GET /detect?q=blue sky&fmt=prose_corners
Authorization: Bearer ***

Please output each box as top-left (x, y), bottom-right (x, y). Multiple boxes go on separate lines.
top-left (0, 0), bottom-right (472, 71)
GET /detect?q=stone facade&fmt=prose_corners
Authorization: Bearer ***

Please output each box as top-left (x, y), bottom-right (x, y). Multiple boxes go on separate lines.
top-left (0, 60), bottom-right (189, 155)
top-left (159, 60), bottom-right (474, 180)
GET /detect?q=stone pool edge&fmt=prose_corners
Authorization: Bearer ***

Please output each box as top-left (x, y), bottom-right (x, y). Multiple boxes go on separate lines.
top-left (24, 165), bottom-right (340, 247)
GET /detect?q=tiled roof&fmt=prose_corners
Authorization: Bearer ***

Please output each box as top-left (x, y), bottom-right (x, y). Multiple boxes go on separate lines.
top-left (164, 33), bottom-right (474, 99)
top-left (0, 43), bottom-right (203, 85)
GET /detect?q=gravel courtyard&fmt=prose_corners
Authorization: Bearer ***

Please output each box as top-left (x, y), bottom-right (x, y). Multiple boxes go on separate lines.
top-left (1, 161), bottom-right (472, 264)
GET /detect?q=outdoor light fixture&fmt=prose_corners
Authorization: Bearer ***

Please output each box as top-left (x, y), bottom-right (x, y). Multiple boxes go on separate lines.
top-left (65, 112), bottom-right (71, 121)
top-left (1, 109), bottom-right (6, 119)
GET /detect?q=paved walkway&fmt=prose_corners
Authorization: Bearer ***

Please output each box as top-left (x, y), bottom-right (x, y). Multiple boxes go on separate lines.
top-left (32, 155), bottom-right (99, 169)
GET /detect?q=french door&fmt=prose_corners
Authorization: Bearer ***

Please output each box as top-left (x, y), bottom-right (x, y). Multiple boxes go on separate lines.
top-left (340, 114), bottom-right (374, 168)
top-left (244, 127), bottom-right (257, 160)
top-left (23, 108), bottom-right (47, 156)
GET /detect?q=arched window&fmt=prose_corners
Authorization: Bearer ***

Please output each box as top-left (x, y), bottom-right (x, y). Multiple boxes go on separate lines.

——————

▶ Exercise prompt
Please show the lines in the entries above that hold the string "detect".

▶ Answer to the problem
GET /detect?q=blue sky&fmt=prose_corners
GET /detect?q=stone facade&fmt=prose_corners
GET /detect?q=stone pool edge&fmt=prose_corners
GET /detect?q=tiled roof&fmt=prose_corners
GET /detect?q=gravel courtyard&fmt=prose_corners
GET /detect?q=outdoor light fixture&fmt=prose_corners
GET /detect?q=paved walkway&fmt=prose_corners
GET /detect?q=french door&fmt=prose_corners
GET /detect?q=arched window&fmt=prose_corners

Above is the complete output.